** Exercises **
a: Answer these questions about the Beowulf mailing-list reply on MPI, one per line:
(i) According to the reply, what is a process stuck in when it polls?
(ii) What does the reply say polling should be, if nothing is found?
(iii) Which MPI call does the passage quoted from Rossen Dimitrov name a developer making?
b: The Beowulf reply on MPI quotes passages from Rossen Dimitrov's earlier message, each set off with ">" marks. Give the first three words of each quoted passage.
c: Continue the Beowulf mailing-list reply on MPI polling and latencies, starting after its final sentence.

** Selected excerpt **
[Beowulf] Re: Re: Home beowulf - NIC latencies

Mon Feb 14 22:20:52 PST 2005

Hi Rossen,

Rossen Dimitrov wrote:
> Of course, there is always the case of running the actual application
> code and then evaluating the MPI performance by seeing which MPI library
> (or library mode) makes the application run faster. Unfortunately, this
> method for evaluating MPI often suffers from various efficiencies some
> of which originate from the parallel algorithm developers, who thoughout
> the years have sometimes adopted the most trivial ways of using MPI.

So if you run an MPI application and it sucks, this is because the 
application is poorly written ?

You don't want to benchmark an application to evaluate MPI, you want to 
benchmark an application to find the best set of resources to get the 
job done. If the code stinks, it's not an excuse. Good MPI 
implementations are good with poorly written applications, but still let 
smart people do smart things if they want.

> these in one way or another depend on CPU processing. Also, today's 
> processor architectures have many independent processing units and 
> complex memory hierarchies. When the MPI library polls for completion of 
> a communication request, most of this specialized hardware is virtually 
> unused (wasted). The processor architecture trends indicate that this 
> kind of internal CPU concurrency will continue to increase, thus making 
> the cost of MPI polling even higher.

When you poll, you have nothing else to do: you are stuck in a Wait or 
in a blocking call (collectives for example). Why do you care about the 
lost cycles ? The only way to rescue them would be to oversubscribe your 
processor, and hope than the cycles you recycle (no punt intended) are 
worth the context switches and the associated cache trashing. I would 
argue that polling should be the cheapest MPI operations ever (if 
nothing is found). This is the case of most half decent MPI implementation.

> In this regard, a parallel application developer might actually very
> much care what is actually happening in the MPI library even when he 
> makes a call to MPI_Send. If he doesn't, he probably should.

He absolutely should not. It's one thing to work around clueless 
developers, but it's way more difficult to work around someone who 
assume wrong things about the MPI implementation.

** Recorded data **
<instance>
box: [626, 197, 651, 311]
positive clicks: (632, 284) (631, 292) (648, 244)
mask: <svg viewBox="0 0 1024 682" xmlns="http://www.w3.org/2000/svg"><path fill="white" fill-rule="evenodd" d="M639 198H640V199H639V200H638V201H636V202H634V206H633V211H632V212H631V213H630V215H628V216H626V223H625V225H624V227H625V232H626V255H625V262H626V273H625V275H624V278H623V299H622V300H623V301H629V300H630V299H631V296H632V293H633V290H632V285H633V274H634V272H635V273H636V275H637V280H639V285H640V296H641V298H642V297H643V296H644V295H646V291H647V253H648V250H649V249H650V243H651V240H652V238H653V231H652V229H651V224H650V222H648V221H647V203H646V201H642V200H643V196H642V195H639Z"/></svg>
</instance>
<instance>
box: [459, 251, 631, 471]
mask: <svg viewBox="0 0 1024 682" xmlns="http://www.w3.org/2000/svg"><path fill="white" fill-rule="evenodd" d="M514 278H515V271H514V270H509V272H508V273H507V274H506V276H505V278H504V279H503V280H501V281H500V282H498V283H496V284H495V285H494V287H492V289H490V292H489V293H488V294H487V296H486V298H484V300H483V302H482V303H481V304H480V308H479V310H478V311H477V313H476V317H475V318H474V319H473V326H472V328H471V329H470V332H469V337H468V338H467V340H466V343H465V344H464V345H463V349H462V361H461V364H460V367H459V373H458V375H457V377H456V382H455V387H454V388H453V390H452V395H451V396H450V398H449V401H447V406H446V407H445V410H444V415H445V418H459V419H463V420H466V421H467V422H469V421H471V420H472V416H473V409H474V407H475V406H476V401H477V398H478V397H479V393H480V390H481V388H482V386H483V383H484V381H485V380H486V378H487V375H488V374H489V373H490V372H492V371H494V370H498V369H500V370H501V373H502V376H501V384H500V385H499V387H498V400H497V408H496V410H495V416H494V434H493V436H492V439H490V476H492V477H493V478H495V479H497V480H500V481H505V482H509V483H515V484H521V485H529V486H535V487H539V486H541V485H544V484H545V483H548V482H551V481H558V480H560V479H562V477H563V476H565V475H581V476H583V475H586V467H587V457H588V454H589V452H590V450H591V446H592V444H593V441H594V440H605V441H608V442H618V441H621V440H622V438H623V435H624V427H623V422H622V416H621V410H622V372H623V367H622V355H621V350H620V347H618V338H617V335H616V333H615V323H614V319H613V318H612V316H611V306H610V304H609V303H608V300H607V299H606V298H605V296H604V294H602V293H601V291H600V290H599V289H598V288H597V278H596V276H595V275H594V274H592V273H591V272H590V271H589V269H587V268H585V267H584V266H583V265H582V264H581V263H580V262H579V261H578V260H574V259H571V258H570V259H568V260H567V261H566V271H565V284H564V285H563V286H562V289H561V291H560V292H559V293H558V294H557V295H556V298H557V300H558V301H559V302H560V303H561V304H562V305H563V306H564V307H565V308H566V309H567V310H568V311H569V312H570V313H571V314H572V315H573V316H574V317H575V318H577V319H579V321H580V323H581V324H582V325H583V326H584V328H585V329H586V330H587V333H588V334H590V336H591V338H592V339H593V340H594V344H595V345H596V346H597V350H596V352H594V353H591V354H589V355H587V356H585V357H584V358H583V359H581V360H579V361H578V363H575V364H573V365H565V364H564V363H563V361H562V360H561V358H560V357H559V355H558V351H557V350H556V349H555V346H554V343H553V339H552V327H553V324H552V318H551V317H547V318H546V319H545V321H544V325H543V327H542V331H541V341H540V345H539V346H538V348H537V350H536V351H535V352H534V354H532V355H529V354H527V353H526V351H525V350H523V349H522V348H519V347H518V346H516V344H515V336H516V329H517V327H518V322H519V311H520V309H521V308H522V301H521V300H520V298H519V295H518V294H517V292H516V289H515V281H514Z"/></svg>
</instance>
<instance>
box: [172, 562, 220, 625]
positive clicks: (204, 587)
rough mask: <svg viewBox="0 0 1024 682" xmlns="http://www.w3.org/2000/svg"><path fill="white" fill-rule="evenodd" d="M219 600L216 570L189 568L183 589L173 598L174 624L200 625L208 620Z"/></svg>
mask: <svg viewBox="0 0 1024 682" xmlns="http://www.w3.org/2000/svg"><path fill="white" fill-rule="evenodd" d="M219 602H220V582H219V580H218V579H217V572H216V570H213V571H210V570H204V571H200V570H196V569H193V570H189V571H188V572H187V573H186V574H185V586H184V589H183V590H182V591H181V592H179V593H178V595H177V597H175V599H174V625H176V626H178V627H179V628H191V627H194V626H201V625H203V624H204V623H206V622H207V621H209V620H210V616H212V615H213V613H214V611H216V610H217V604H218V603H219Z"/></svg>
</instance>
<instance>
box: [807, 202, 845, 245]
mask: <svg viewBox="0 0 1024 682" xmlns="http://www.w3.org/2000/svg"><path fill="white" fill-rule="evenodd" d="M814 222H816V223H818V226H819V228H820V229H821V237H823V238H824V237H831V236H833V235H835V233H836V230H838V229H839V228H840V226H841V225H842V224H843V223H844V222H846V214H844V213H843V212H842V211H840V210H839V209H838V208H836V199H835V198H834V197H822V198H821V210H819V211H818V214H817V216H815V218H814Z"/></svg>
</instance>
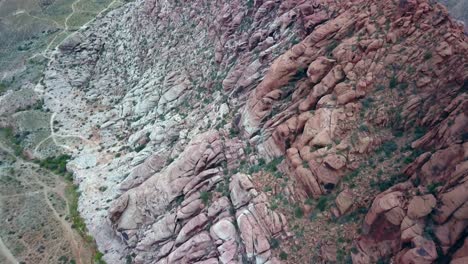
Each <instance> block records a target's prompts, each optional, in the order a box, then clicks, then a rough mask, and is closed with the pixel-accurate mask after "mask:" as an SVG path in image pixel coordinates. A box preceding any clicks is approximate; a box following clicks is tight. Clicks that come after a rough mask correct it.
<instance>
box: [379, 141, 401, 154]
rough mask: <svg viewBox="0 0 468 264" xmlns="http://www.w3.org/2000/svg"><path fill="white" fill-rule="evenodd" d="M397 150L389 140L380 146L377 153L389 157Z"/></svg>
mask: <svg viewBox="0 0 468 264" xmlns="http://www.w3.org/2000/svg"><path fill="white" fill-rule="evenodd" d="M397 150H398V145H397V144H396V142H395V141H393V140H390V141H387V142H385V143H383V144H382V146H381V147H380V149H379V152H383V153H385V156H387V157H390V156H391V155H392V154H393V153H395V151H397Z"/></svg>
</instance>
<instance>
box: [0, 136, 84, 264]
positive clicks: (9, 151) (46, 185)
mask: <svg viewBox="0 0 468 264" xmlns="http://www.w3.org/2000/svg"><path fill="white" fill-rule="evenodd" d="M0 149H1V150H2V151H5V152H6V153H8V155H10V156H13V157H15V158H16V162H18V163H19V164H20V166H21V165H28V166H31V167H33V168H39V165H37V164H36V163H33V162H29V161H25V160H23V159H22V158H21V157H16V156H15V155H14V154H13V152H12V151H11V150H10V149H9V148H7V147H5V146H4V145H3V144H2V143H1V142H0ZM49 173H51V174H52V175H53V176H54V180H55V187H54V188H51V187H50V186H49V185H47V184H45V183H44V182H42V181H41V180H40V179H39V178H38V177H37V174H33V175H34V181H35V183H37V184H38V185H40V186H41V187H42V189H41V190H34V191H31V192H26V193H21V194H15V195H5V196H0V199H4V198H12V197H17V196H25V195H31V194H37V193H42V194H43V195H44V199H45V202H46V204H47V206H48V207H49V209H50V210H51V212H52V215H53V216H54V218H55V219H56V220H57V221H58V222H59V223H60V226H61V229H62V230H63V232H64V237H65V239H66V240H67V241H68V242H69V243H70V246H71V250H72V253H73V255H74V256H75V260H76V261H77V263H79V264H86V263H88V262H89V260H90V258H91V252H90V251H89V250H88V249H87V248H85V247H83V245H84V244H85V243H86V242H84V241H83V238H81V236H80V235H79V234H78V233H76V232H75V231H74V230H73V229H72V227H71V224H70V223H69V222H67V221H66V220H65V215H64V216H60V214H59V213H58V212H57V210H55V207H54V206H53V204H52V203H51V201H50V200H49V198H48V194H49V192H50V193H55V194H57V195H58V196H60V198H61V199H63V200H64V201H65V206H66V209H65V210H66V211H67V212H68V210H69V203H68V199H67V198H66V197H65V194H64V189H65V188H66V184H65V183H64V181H63V180H62V179H61V176H60V175H57V174H55V173H52V172H49ZM0 252H1V253H2V255H4V256H5V257H7V259H8V260H9V261H11V262H12V263H18V261H17V260H16V258H15V257H14V255H13V254H12V253H11V251H10V250H9V249H8V247H6V246H5V244H4V243H3V241H2V240H1V238H0Z"/></svg>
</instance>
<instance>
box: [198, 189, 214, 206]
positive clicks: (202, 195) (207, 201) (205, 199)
mask: <svg viewBox="0 0 468 264" xmlns="http://www.w3.org/2000/svg"><path fill="white" fill-rule="evenodd" d="M212 195H213V194H212V193H211V192H205V191H204V192H201V193H200V199H201V200H202V202H203V204H204V205H208V204H209V202H210V201H211V197H212Z"/></svg>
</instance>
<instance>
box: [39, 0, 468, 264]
mask: <svg viewBox="0 0 468 264" xmlns="http://www.w3.org/2000/svg"><path fill="white" fill-rule="evenodd" d="M421 47H424V49H422V48H421ZM467 54H468V44H467V41H466V36H465V35H464V33H463V28H462V27H460V25H459V24H457V23H455V22H453V21H452V20H451V19H450V18H449V17H448V14H447V12H446V10H445V9H444V8H443V7H442V6H441V5H439V4H434V3H432V1H426V0H420V1H390V0H385V1H351V2H345V1H338V2H337V1H312V0H310V1H309V0H306V1H296V0H285V1H217V2H213V1H192V2H183V3H182V2H179V1H158V0H145V1H143V0H140V1H135V2H133V3H129V4H126V5H124V6H123V7H121V8H119V9H116V10H114V11H111V12H110V13H109V14H107V15H106V16H103V17H102V18H100V19H99V20H97V21H96V22H94V23H92V24H91V25H90V26H89V28H86V29H84V30H82V31H80V33H79V34H77V35H76V36H73V37H71V38H69V39H68V40H67V41H65V42H64V43H63V44H62V45H61V46H60V47H59V49H58V50H57V52H56V54H55V59H54V60H53V61H52V62H51V64H50V65H49V67H48V69H47V71H46V74H45V78H44V83H45V98H46V100H45V104H46V106H47V107H48V108H49V109H51V110H52V111H53V112H54V113H55V119H56V120H59V121H60V124H63V125H62V127H60V128H57V129H58V133H60V134H61V135H70V134H76V133H79V134H80V137H79V139H80V140H79V142H75V141H73V142H72V143H67V144H68V145H67V146H68V148H69V149H70V151H72V152H73V154H74V160H73V161H72V162H71V163H70V165H69V167H70V169H72V170H73V171H74V172H75V178H76V181H77V182H78V183H79V184H80V190H81V191H82V193H83V194H82V198H81V200H80V211H81V212H82V214H83V216H84V218H85V219H86V222H87V225H88V227H89V229H90V232H91V233H92V234H93V236H94V237H95V238H96V241H97V244H98V246H99V248H100V249H101V251H103V252H104V253H105V257H104V258H105V259H106V260H107V261H108V262H109V263H124V262H125V261H127V259H130V260H131V261H133V262H135V263H244V262H246V261H249V262H255V263H276V262H279V261H280V260H278V258H277V257H276V256H280V257H281V256H282V257H281V258H282V259H283V260H285V258H287V254H286V255H285V254H279V252H278V250H277V249H276V248H275V247H278V245H277V242H275V245H273V242H272V241H276V240H273V239H279V238H287V237H291V236H293V235H291V234H290V233H289V232H288V220H291V218H293V217H292V216H289V215H284V214H283V212H284V211H281V210H276V211H275V210H274V209H273V208H274V207H275V206H272V204H271V199H272V196H271V194H270V192H271V191H267V190H265V191H264V188H263V187H264V186H262V184H265V182H264V181H262V180H261V179H260V177H257V176H258V175H254V174H255V173H251V172H250V171H249V170H247V169H245V168H244V167H243V166H251V168H252V167H255V166H257V167H260V168H258V170H260V171H267V172H268V173H269V174H275V173H276V174H278V171H275V170H276V169H277V168H274V169H273V170H272V169H271V168H263V167H261V166H263V165H265V162H269V161H271V160H274V159H277V158H279V157H283V158H284V161H283V162H281V170H280V172H281V173H282V174H284V175H280V176H282V177H284V178H286V179H287V182H285V183H284V187H282V188H283V189H282V190H287V191H285V192H284V193H281V194H282V195H284V196H287V197H286V198H285V199H284V200H288V201H293V202H294V204H290V205H291V207H293V205H294V206H297V208H296V209H297V210H296V212H298V213H297V215H298V216H300V215H301V214H303V211H302V208H303V207H304V208H305V207H306V206H305V205H304V204H305V203H306V201H313V202H314V203H315V202H316V201H315V200H317V199H319V201H323V198H321V197H325V195H329V194H331V195H334V194H336V196H333V198H334V200H333V201H334V202H335V205H336V208H335V207H334V208H333V209H332V211H333V217H336V218H338V219H344V218H345V217H346V216H350V215H351V216H350V217H352V216H353V213H354V210H355V209H356V206H357V200H358V198H359V199H361V200H365V201H366V202H367V204H365V205H366V208H367V209H368V212H367V213H366V215H365V217H364V219H363V222H362V234H361V235H360V236H359V237H358V238H357V239H355V241H354V246H353V247H354V249H355V250H353V251H352V252H353V254H352V261H353V262H354V263H374V262H377V261H378V260H380V259H385V258H393V259H394V260H395V261H396V263H432V262H433V261H434V260H435V259H437V258H439V257H441V256H440V252H442V253H443V254H444V256H445V257H450V258H452V259H453V261H454V263H458V262H456V261H459V262H460V261H463V260H464V259H465V258H466V254H465V252H464V248H465V247H464V246H461V245H462V243H461V241H462V240H463V239H464V238H465V237H466V232H465V231H464V230H466V226H467V224H468V217H467V212H468V205H467V204H468V196H467V194H468V186H467V182H468V181H467V178H466V177H467V168H468V165H467V162H466V159H467V157H468V154H467V153H468V150H467V144H468V143H466V142H465V141H466V131H467V128H468V127H467V126H468V122H467V121H468V120H467V119H468V118H467V115H466V112H467V104H468V100H467V99H468V98H467V95H466V89H465V88H466V79H467V76H468V70H467V68H466V64H467V60H468V58H467ZM415 127H417V128H420V127H425V128H426V129H425V130H424V132H420V130H422V129H420V130H418V134H421V135H419V137H418V138H414V139H413V138H412V136H413V134H415V133H414V131H413V130H414V128H415ZM397 132H398V133H401V134H403V135H401V136H399V137H398V138H400V139H397V136H396V135H397V134H398V133H397ZM410 138H411V146H410V149H412V150H414V151H417V153H418V155H415V157H414V159H412V160H411V161H410V162H409V163H410V164H408V165H407V166H406V167H405V168H399V167H398V168H397V170H398V172H399V174H404V177H405V178H404V180H403V181H402V182H400V183H398V184H393V183H392V184H390V185H389V186H386V188H383V189H381V191H382V190H383V192H381V191H379V192H380V193H376V192H369V193H359V192H357V191H354V190H352V189H350V188H351V187H350V186H349V184H348V185H346V186H345V188H343V181H344V180H349V178H350V177H352V176H350V175H352V173H353V172H357V171H359V170H360V169H361V167H362V166H361V164H362V163H363V161H366V160H367V159H370V158H371V156H372V155H374V154H375V153H376V152H385V155H386V156H385V157H386V158H387V159H388V158H390V157H392V155H396V154H395V153H397V152H398V153H402V152H403V151H402V150H401V149H402V148H399V147H400V146H399V145H398V144H401V143H400V141H403V140H404V139H405V140H406V139H410ZM391 140H393V141H395V140H398V142H397V143H398V144H397V143H394V144H388V142H389V141H391ZM395 145H396V147H395ZM252 149H253V151H252ZM421 153H422V154H421ZM260 161H263V162H260ZM378 163H379V164H377V165H375V164H374V165H375V166H380V167H382V168H384V167H389V166H393V164H388V163H385V160H378ZM246 164H247V165H246ZM276 165H278V164H276ZM276 165H275V166H276ZM265 167H266V166H265ZM395 167H397V166H395ZM252 171H255V170H252ZM275 176H278V175H275ZM376 177H377V176H376ZM392 185H393V186H392ZM102 186H104V187H106V188H100V187H102ZM348 187H349V188H348ZM366 195H368V197H365V198H363V196H366ZM335 197H336V198H335ZM320 199H322V200H320ZM317 203H318V202H317ZM307 206H309V205H307ZM309 207H310V206H309ZM317 207H318V206H317ZM323 207H325V206H323ZM306 209H307V208H306ZM309 209H310V208H309ZM325 209H326V208H323V209H321V210H324V211H325V212H324V214H327V213H328V212H327V210H325ZM305 211H307V210H305ZM309 211H310V210H309ZM287 219H288V220H287ZM333 224H336V222H333V223H332V225H333ZM352 228H353V229H354V230H355V231H356V232H357V229H358V227H356V226H353V227H352ZM428 228H430V229H431V234H433V235H434V236H435V237H436V238H437V239H434V238H432V237H431V238H429V237H428V236H427V235H426V233H427V229H428ZM351 238H355V237H354V236H351ZM312 239H315V238H314V237H313V238H312ZM313 242H315V241H313ZM297 244H300V242H297ZM465 244H466V243H465ZM317 245H322V244H317ZM314 246H315V245H314ZM275 250H276V251H275ZM342 251H343V249H342V248H339V247H337V245H333V244H326V245H323V247H321V248H320V249H319V250H317V252H320V254H321V255H322V260H324V261H341V259H340V258H338V256H337V254H339V253H341V252H342ZM310 252H312V251H310ZM455 252H456V253H455ZM281 253H286V252H281ZM308 253H309V252H308ZM285 256H286V257H285ZM305 257H306V256H304V259H305ZM304 259H303V260H304ZM309 260H310V259H308V260H307V261H309ZM291 261H294V260H291ZM460 263H461V262H460Z"/></svg>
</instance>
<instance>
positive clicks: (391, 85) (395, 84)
mask: <svg viewBox="0 0 468 264" xmlns="http://www.w3.org/2000/svg"><path fill="white" fill-rule="evenodd" d="M397 85H398V80H397V78H396V76H395V75H394V76H392V78H390V82H389V86H390V88H391V89H393V88H395V87H397Z"/></svg>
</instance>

** Answers for each item **
a:
(i) A Wait or a blocking call, such as a collective.
(ii) The cheapest MPI operation ever.
(iii) MPI_Send.

b:
"Of course, there"
"these in one"
"In this regard,"

c:
> - What application algorithm developers experience when they attempt to
> use the ever so nebulous "overlapping" with a polling MPI library and

Overlaping is completely orthogonal with polling. Overlaping means that 
you split the communication initiation from the communication 
completion. Polling means that you test for completion instead of wait 
for completion. You can perfectly overlap and check for completion of 
the asynchronous requests by polling, nothing wrong with that.

> how this experience has contributed to the overwhelming use of
> MPI_Send/MPI_Recv even for codes that can benefit from non-blocking or
> (even better) persistent MPI calls, thus killing any hope that these
> codes can run faster on systems that actually facilitate overlapping.

There is 2 reasons why developers use blocking operations rather than 
non-blocking one:
1) they don't know about non-blocking operations.
2) MPI_Send is shorter than MPI_Isend().

Looking for overlaping is actually not that hard:
a) look for medium/large messages, don't waste time on small ones.
b) replace all MPI_Send() by a pair MPI_Isend() + MPI_Wait()
c) move the MPI_Isend() as early as possible (as soon as data is ready).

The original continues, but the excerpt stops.